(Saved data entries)
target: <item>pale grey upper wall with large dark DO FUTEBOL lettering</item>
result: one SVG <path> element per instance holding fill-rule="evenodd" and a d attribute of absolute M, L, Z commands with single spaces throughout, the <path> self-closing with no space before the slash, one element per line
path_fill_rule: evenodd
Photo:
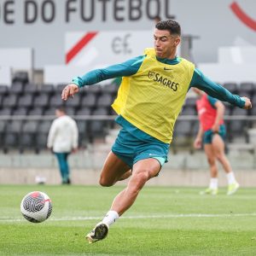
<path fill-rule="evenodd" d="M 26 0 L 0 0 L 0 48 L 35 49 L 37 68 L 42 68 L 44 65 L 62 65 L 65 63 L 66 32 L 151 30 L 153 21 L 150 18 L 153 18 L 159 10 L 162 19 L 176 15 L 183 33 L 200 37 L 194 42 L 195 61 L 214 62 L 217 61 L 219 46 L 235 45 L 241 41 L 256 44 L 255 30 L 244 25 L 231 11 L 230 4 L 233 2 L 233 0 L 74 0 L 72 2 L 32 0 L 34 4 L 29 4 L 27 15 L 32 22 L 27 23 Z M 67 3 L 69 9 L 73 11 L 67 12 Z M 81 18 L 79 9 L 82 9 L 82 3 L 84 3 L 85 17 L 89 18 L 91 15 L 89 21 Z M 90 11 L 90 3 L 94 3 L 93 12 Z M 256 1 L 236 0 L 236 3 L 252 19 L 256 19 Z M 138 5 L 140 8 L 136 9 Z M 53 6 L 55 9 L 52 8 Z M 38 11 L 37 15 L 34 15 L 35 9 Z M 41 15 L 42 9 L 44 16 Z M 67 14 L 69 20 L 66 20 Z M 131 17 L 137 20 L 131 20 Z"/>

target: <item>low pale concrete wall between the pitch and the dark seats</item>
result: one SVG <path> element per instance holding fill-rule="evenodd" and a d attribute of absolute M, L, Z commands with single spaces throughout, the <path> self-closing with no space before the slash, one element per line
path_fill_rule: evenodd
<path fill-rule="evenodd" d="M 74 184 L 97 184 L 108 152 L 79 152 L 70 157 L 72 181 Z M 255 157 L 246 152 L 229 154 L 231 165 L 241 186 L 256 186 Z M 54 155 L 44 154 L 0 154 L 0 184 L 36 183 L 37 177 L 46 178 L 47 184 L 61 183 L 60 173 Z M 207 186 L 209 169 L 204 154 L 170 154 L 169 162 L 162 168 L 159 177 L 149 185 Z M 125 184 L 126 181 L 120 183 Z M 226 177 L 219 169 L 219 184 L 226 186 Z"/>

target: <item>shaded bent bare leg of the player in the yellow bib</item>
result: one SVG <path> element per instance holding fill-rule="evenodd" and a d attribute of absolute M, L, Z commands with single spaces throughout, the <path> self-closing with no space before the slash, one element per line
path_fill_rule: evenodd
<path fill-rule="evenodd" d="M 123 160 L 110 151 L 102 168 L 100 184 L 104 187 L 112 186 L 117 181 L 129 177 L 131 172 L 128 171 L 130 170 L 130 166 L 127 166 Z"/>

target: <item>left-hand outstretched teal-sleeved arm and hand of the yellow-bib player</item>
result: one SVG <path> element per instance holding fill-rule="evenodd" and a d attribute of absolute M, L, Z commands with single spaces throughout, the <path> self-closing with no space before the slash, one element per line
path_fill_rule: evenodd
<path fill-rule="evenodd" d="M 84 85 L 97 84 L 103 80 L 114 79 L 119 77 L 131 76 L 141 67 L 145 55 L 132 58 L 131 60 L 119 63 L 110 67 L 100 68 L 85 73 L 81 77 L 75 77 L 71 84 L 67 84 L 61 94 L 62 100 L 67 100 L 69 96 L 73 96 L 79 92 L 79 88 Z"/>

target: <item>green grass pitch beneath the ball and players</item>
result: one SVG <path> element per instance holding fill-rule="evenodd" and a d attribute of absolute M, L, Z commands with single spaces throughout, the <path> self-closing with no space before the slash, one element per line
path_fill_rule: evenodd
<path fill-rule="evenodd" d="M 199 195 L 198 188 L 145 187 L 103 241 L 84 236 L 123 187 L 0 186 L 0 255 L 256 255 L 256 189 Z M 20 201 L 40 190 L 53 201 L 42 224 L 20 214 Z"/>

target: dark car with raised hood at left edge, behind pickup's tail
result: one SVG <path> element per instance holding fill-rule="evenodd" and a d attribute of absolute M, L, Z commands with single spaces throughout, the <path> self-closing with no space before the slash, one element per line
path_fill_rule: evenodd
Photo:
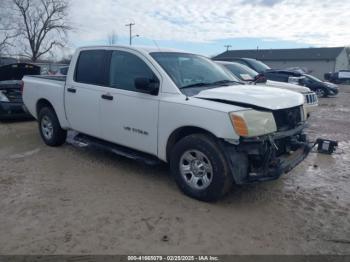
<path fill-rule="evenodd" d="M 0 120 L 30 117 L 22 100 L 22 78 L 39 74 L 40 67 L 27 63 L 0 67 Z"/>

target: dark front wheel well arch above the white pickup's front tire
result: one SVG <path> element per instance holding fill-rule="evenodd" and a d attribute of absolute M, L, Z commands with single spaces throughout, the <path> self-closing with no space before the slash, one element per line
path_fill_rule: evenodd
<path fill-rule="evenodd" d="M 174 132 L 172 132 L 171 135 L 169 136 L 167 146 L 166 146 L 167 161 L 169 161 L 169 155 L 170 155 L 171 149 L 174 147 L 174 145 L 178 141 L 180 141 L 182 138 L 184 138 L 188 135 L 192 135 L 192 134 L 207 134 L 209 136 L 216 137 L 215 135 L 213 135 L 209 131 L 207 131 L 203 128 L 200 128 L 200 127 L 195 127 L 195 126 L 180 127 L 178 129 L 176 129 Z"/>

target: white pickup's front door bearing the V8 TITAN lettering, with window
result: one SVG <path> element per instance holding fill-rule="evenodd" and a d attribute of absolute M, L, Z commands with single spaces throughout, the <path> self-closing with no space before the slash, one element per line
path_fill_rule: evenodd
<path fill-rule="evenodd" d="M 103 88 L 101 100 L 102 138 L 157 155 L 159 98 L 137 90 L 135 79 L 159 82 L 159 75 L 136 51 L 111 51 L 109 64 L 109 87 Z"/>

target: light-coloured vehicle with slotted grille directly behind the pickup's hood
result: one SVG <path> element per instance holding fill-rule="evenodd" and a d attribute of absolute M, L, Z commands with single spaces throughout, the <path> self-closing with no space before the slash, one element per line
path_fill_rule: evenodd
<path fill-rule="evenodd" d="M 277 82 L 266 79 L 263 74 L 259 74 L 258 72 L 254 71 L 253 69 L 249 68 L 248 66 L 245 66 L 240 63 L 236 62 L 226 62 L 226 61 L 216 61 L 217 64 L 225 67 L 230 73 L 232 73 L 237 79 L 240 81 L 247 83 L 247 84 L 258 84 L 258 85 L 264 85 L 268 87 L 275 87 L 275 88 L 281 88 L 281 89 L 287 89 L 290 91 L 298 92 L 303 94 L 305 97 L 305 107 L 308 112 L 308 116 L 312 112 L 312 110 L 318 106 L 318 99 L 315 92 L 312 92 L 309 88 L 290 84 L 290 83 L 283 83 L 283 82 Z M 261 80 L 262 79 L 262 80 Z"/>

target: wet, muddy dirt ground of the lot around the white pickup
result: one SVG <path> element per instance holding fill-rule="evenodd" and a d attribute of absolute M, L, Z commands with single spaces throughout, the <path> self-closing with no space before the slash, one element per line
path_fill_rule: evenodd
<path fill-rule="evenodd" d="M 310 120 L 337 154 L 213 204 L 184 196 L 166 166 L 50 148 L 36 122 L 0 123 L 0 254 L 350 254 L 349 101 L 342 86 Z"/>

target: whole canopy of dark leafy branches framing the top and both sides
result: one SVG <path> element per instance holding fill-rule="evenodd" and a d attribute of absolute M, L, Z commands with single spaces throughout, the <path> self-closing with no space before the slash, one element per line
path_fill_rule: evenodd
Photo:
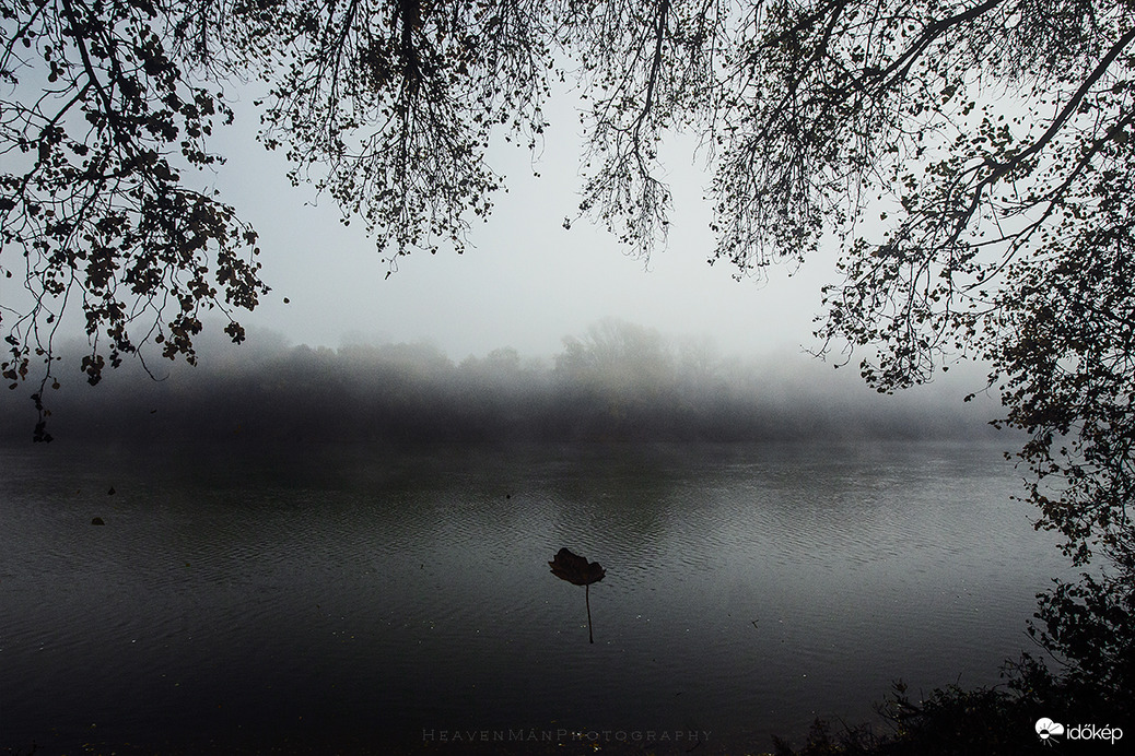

**Activity:** A word-for-word copy of the entries above is what is needed, without any images.

**Solution to the problem:**
target: <item>pale grey upper wall with large dark DO FUTEBOL lettering</item>
result: one SVG <path> element per instance holding fill-rule="evenodd" and a d attribute of absolute M, L, Z commands with single spaces throughout, the <path> self-closing with no space before the slash, one element per line
path_fill_rule: evenodd
Photo:
<path fill-rule="evenodd" d="M 26 0 L 0 0 L 0 48 L 35 49 L 37 68 L 42 68 L 44 65 L 62 65 L 65 63 L 66 32 L 151 30 L 153 21 L 150 18 L 153 18 L 159 10 L 162 19 L 176 15 L 183 33 L 200 37 L 194 42 L 195 61 L 214 62 L 217 61 L 219 46 L 235 45 L 241 41 L 256 44 L 255 30 L 244 25 L 231 11 L 230 4 L 233 2 L 233 0 L 74 0 L 72 2 L 32 0 L 34 4 L 29 4 L 27 15 L 32 22 L 27 23 Z M 67 3 L 69 9 L 73 11 L 67 12 Z M 81 18 L 79 9 L 82 9 L 82 3 L 84 3 L 85 17 L 89 18 L 91 15 L 89 21 Z M 90 11 L 90 3 L 94 3 L 93 12 Z M 256 1 L 236 0 L 236 3 L 252 19 L 256 19 Z M 138 5 L 140 8 L 136 9 Z M 53 6 L 55 9 L 52 8 Z M 38 11 L 37 15 L 34 15 L 35 9 Z M 41 15 L 42 9 L 44 16 Z M 67 14 L 69 20 L 66 20 Z M 131 17 L 137 20 L 131 20 Z"/>

target: <item>low pale concrete wall between the pitch and the dark seats</item>
result: one SVG <path> element per instance holding fill-rule="evenodd" and a d attribute of absolute M, L, Z commands with single spaces throughout, the <path> self-closing with no space before the slash, one element per line
path_fill_rule: evenodd
<path fill-rule="evenodd" d="M 74 184 L 97 184 L 108 152 L 79 152 L 70 157 L 72 181 Z M 255 157 L 246 152 L 229 154 L 231 165 L 241 186 L 256 186 Z M 54 155 L 44 154 L 0 154 L 0 184 L 36 183 L 37 177 L 46 178 L 47 184 L 61 183 L 60 173 Z M 207 186 L 209 169 L 204 154 L 170 154 L 169 162 L 162 168 L 159 177 L 149 185 Z M 125 184 L 126 181 L 120 183 Z M 226 177 L 219 169 L 219 184 L 226 186 Z"/>

target: <item>shaded bent bare leg of the player in the yellow bib</item>
result: one SVG <path> element per instance holding fill-rule="evenodd" and a d attribute of absolute M, L, Z commands with single spaces throughout, the <path> self-closing with no space before the slash, one element per line
path_fill_rule: evenodd
<path fill-rule="evenodd" d="M 123 160 L 110 151 L 102 168 L 100 184 L 104 187 L 112 186 L 117 181 L 129 177 L 131 172 L 128 171 L 130 170 L 130 166 L 127 166 Z"/>

target: <item>left-hand outstretched teal-sleeved arm and hand of the yellow-bib player</item>
result: one SVG <path> element per instance holding fill-rule="evenodd" and a d attribute of absolute M, L, Z commands with single spaces throughout, the <path> self-closing with no space before the slash, one element per line
path_fill_rule: evenodd
<path fill-rule="evenodd" d="M 84 85 L 97 84 L 103 80 L 114 79 L 119 77 L 131 76 L 141 67 L 145 55 L 132 58 L 131 60 L 119 63 L 110 67 L 100 68 L 85 73 L 81 77 L 75 77 L 71 84 L 67 84 L 61 94 L 62 100 L 67 100 L 69 96 L 73 96 L 79 92 L 79 88 Z"/>

target: <item>green grass pitch beneath the ball and players</item>
result: one SVG <path> element per instance holding fill-rule="evenodd" and a d attribute of absolute M, L, Z commands with single spaces throughout, the <path> self-closing with no space before the slash, one element per line
path_fill_rule: evenodd
<path fill-rule="evenodd" d="M 199 195 L 198 188 L 145 187 L 103 241 L 84 236 L 123 187 L 0 186 L 0 255 L 256 255 L 256 189 Z M 20 201 L 40 190 L 53 201 L 42 224 L 20 214 Z"/>

target: dark car with raised hood at left edge, behind pickup's tail
result: one SVG <path> element per instance holding fill-rule="evenodd" and a d attribute of absolute M, L, Z commands with single spaces throughout, the <path> self-closing with no space before the slash, one element per line
path_fill_rule: evenodd
Photo:
<path fill-rule="evenodd" d="M 0 120 L 30 117 L 22 100 L 22 78 L 39 74 L 40 67 L 27 63 L 0 67 Z"/>

target: dark front wheel well arch above the white pickup's front tire
result: one SVG <path> element per instance holding fill-rule="evenodd" and a d attribute of absolute M, L, Z commands with single spaces throughout, the <path> self-closing with no space before the slash, one element per line
path_fill_rule: evenodd
<path fill-rule="evenodd" d="M 174 132 L 172 132 L 171 135 L 169 136 L 167 146 L 166 146 L 167 161 L 169 161 L 169 155 L 170 155 L 171 149 L 174 147 L 174 145 L 178 141 L 180 141 L 182 138 L 184 138 L 188 135 L 192 135 L 192 134 L 207 134 L 209 136 L 216 137 L 215 135 L 213 135 L 209 131 L 207 131 L 203 128 L 200 128 L 200 127 L 195 127 L 195 126 L 180 127 L 178 129 L 176 129 Z"/>

target: white pickup's front door bearing the V8 TITAN lettering, with window
result: one SVG <path> element per instance holding fill-rule="evenodd" and a d attribute of absolute M, L, Z commands with single spaces throughout, the <path> self-closing with no space before the slash, one element per line
path_fill_rule: evenodd
<path fill-rule="evenodd" d="M 103 88 L 101 100 L 102 138 L 157 155 L 159 98 L 137 90 L 135 79 L 159 82 L 159 75 L 136 51 L 111 51 L 109 64 L 109 87 Z"/>

target: light-coloured vehicle with slotted grille directly behind the pickup's hood
result: one SVG <path> element per instance holding fill-rule="evenodd" and a d attribute of absolute M, L, Z commands with single spaces throughout, the <path> self-closing with no space before the slash, one element per line
path_fill_rule: evenodd
<path fill-rule="evenodd" d="M 277 82 L 266 79 L 263 74 L 259 74 L 258 72 L 254 71 L 253 69 L 249 68 L 248 66 L 245 66 L 240 63 L 236 62 L 226 62 L 226 61 L 216 61 L 217 64 L 225 67 L 230 73 L 232 73 L 237 79 L 240 81 L 247 83 L 247 84 L 258 84 L 258 85 L 264 85 L 268 87 L 275 87 L 275 88 L 281 88 L 281 89 L 287 89 L 290 91 L 298 92 L 303 94 L 305 97 L 305 107 L 308 112 L 308 116 L 312 112 L 312 110 L 318 106 L 318 99 L 315 92 L 312 92 L 309 88 L 290 84 L 290 83 L 283 83 L 283 82 Z M 261 80 L 262 79 L 262 80 Z"/>

target: wet, muddy dirt ground of the lot around the white pickup
result: one SVG <path> element per instance holding fill-rule="evenodd" and a d attribute of absolute M, L, Z commands with single spaces throughout, the <path> self-closing with no space before the slash, one element per line
path_fill_rule: evenodd
<path fill-rule="evenodd" d="M 310 120 L 337 154 L 213 204 L 184 196 L 166 166 L 50 148 L 36 122 L 0 123 L 0 254 L 350 254 L 349 101 L 342 86 Z"/>

target: whole canopy of dark leafy branches framing the top and both sides
result: one SVG <path> element per instance holding fill-rule="evenodd" and a d attribute of absolute M, L, Z commands with single spaces throughout, the <path> self-closing with no space before the slash, one element per line
path_fill_rule: evenodd
Photo:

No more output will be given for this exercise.